The tasks:
[1] According to the text on long-term unemployment, what was the average unemployment rate between 2009 and 2013?
[2] In the text on long-term unemployment, rewrite the passage that begins at the words "2. The long-term" and stops after "the paper states.", changing "16 months" to "sixteen months" wherever it occurs.

Text block:
1. Long-term unemployment has little impact on inflation
One of the many questions arising from the Great Recession that has perplexed economists is why inflation has not fallen even farther than it has. Conventional economic theory calls for a decline averaging one percentage point a year between 2009 and 2013, when the unemployment rate averaged 8.7 percent. Instead, inflation declined by an average of just 0.2 percent points.

What happened? Krueger’s paper builds on previous work suggesting the reason is because many of the unemployed have been out of work so long that they no longer exert much pressure on wages, and hence, inflation. Instead, it’s the short-term unemployment rate that correlates most closely to changes in pay and prices.

2. The long-term unemployed have a hard time not only finding a job, but also keeping one.
The paper uses data from the Current Population Survey to track what happens to the long-term unemployed over 16 months. It found only about a quarter of people were hired within a few months of the survey. Of those, about 35 percent were unemployed once again or left the labor force within a year.

Overall, only about 11 percent of the long-term unemployed were in steady, full-time work after 16 months.

“It appears that reemployment does not fully reset the clock for the long-term unemployed,” the paper states.

Data segment:

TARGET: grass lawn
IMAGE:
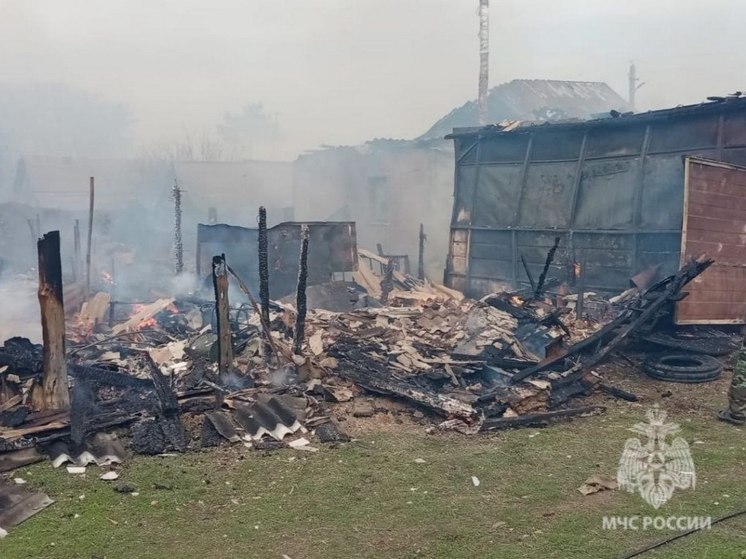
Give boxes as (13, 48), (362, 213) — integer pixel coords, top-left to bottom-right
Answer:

Outputs in order:
[1] 8.7 percent

[2]
2. The long-term unemployed have a hard time not only finding a job, but also keeping one.
The paper uses data from the Current Population Survey to track what happens to the long-term unemployed over sixteen months. It found only about a quarter of people were hired within a few months of the survey. Of those, about 35 percent were unemployed once again or left the labor force within a year.

Overall, only about 11 percent of the long-term unemployed were in steady, full-time work after sixteen months.

“It appears that reemployment does not fully reset the clock for the long-term unemployed,” the paper states.